= Task set =
a. In the passage on chimeric SSB proteins, which amino acids of the mβ4-β5 SSB were replaced with the matching region of MtuSSB?
b. Rewrite the paragraph of the passage on chimeric SSB proteins that begins "Recently, we observed that MtuSSB" in a shorter form, keeping its main facts.
c. Carry on the passage on chimeric SSB proteins from where it stops.

:: Passage provided ::

Recently, we observed that MtuSSB sustained E. coli for its essential function of SSB [22]. However, the mβ4-β5 SSB, wherein amino acids 74 to 111 (comprising β4, β451, β452 and β5 strands) were replaced with the corresponding region of MtuSSB, failed to sustain E. coli despite its normal oligomerization and DNA binding properties. Another chimera, mβ1-β5 wherein the β1-β5 elements of EcoSSB were replaced with the corresponding elements of MtuSSB, conferred filamentation phenotype to E. coli. However, the mβ1-β6 SSB with the entire N-terminal domain of MtuSSB (i. e. including the β6 strand) fused to the C-terminal domain of EcoSSB, functioned well in E. coli [22]. These observations suggested specific interaction of β4-β5 region of MtuSSB with the β6 region of MtuSSB. To study the functional importance of such an interaction and to further our understanding of the structure-function relationship of eubacterial SSBs, we generated additional chimeric SSBs (Fig. 2).
Secondary structure elements of N-terminal domain of MtuSSB and EcoSSB are represented in red and green, respectively. The beginning and end of structural unit are also numbered in the same color. The C-terminal domains are shown by discontinuous lines. SSB chimeras are shown in respective colors.

:::
:: Data records ::

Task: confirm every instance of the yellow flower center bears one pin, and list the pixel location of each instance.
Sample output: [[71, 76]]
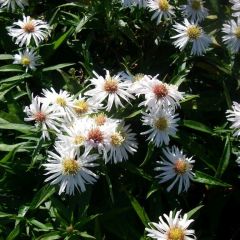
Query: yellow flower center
[[117, 139], [95, 135], [100, 119], [25, 60], [161, 124], [70, 166], [163, 5], [237, 32], [111, 85], [29, 27], [138, 77], [194, 32], [160, 90], [196, 4], [175, 234], [61, 101], [181, 166], [40, 117], [81, 107], [78, 140]]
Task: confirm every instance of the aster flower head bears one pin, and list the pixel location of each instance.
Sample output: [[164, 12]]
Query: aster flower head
[[70, 170], [235, 7], [163, 123], [161, 9], [44, 116], [12, 4], [122, 142], [231, 29], [193, 33], [194, 10], [110, 88], [158, 93], [28, 58], [173, 227], [233, 116], [177, 167], [83, 106], [29, 30]]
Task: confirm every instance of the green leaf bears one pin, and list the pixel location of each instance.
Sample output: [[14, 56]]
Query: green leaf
[[209, 180], [14, 233], [42, 195], [6, 56], [138, 209], [197, 126], [149, 154], [11, 68], [50, 236], [224, 161], [81, 24], [24, 128], [58, 66], [193, 211]]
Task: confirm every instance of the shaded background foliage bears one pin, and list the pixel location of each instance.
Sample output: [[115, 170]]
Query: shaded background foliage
[[97, 35]]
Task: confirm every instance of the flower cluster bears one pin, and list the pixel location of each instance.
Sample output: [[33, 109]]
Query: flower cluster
[[189, 31]]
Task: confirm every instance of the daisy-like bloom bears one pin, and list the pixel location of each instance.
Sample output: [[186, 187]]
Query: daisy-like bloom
[[161, 8], [163, 123], [111, 88], [29, 59], [62, 102], [173, 227], [235, 7], [11, 4], [177, 167], [194, 10], [44, 116], [121, 142], [83, 106], [27, 30], [232, 37], [233, 116], [70, 170], [191, 32], [159, 94]]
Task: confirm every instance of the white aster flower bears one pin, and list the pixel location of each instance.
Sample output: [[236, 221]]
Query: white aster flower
[[111, 88], [83, 106], [29, 29], [193, 33], [44, 116], [163, 123], [161, 8], [177, 167], [121, 142], [194, 10], [232, 37], [11, 4], [62, 102], [70, 170], [235, 7], [171, 228], [158, 93], [28, 58], [234, 117]]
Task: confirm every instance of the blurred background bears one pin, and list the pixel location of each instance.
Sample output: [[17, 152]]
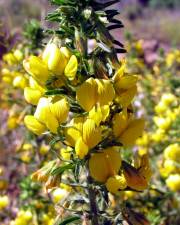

:::

= Responses in order =
a. Amino acids 74 to 111, which make up the β4, β451, β452 and β5 strands.

b. MtuSSB supported E. coli in the essential role of SSB. The mβ4-β5 chimera, whose amino acids 74 to 111 (β4, β451, β452 and β5 strands) came from MtuSSB, could not sustain E. coli, even though its oligomerization and DNA binding were normal. The mβ1-β5 chimera, carrying MtuSSB's β1-β5 elements, caused a filamentation phenotype in E. coli. The mβ1-β6 chimera worked well in E. coli. It had MtuSSB's whole N-terminal domain, including β6, joined to EcoSSB's C-terminal domain. These results pointed to a specific interaction between MtuSSB's β4-β5 region and its β6 region. More chimeric SSBs were made to study this interaction and the structure-function relationship of eubacterial SSBs.

c.
The mβ4-β5 SSB was modified to generate mβ4-β5 (acidic), and mβ4-β6 SSBs. One of the distinctive features of the region between the β4 and the β5 strands of MtuSSB is that, unlike EcoSSB, it possesses a number of acidic residues (Fig. 1A). Hence, these residues were changed to EcoSSB specific sequences in a chimera designated mβ4-β5 (acidic) by mutating E90, T91, E95, K96, E103, D105, and E106 within MtuSSB region of β4-β5 to T90, D91, Q95, D96, V103, N105 and V106, respectively. To generate mβ4-β6, MtuSSB sequence corresponding to amino acids 74–111 in mβ4-β5 was extended to 131 to include β6 of MtuSSB. Among other constructs, mβ1-α contained the first 73 amino acids (consisting of β1-α structural elements) from MtuSSB and the amino acid 74 to the end from EcoSSB. In mβ6 SSB, the β6 strand and the downstream spacer sequences of MtuSSB (amino acid 114 to 133) substituted the corresponding region of EcoSSB. The remainder of the sequences (the N-terminal region consisting of the first to 113 amino acids and the C-terminal region (amino acids 134 to the end) were from EcoSSB. The mβ6-CTD contains the β6 strand and the C-terminal region (amino acid number 114 to the end) from MtuSSB whereas, the N-terminal region (the first 113 amino acids) from EcoSSB. Lastly, the mCTD construct contains only the C-terminal region from MtuSSB (amino acid number 129 to the end) and the N- terminal and the spacer sequences (first 128 amino acids) of EcoSSB. More details of generation of these constructs are provided in Methods S1 and Table S1.
Oligomerization of the chimeric SSBs
All SSBs were purified and analyzed by gel filtration chromatography to determine their oligomerization status (Fig. 3). Elution profile of the chimeric SSBs was very similar to those of the wild-type EcoSSB and MtuSSB suggesting that they folded properly and formed homotetramers.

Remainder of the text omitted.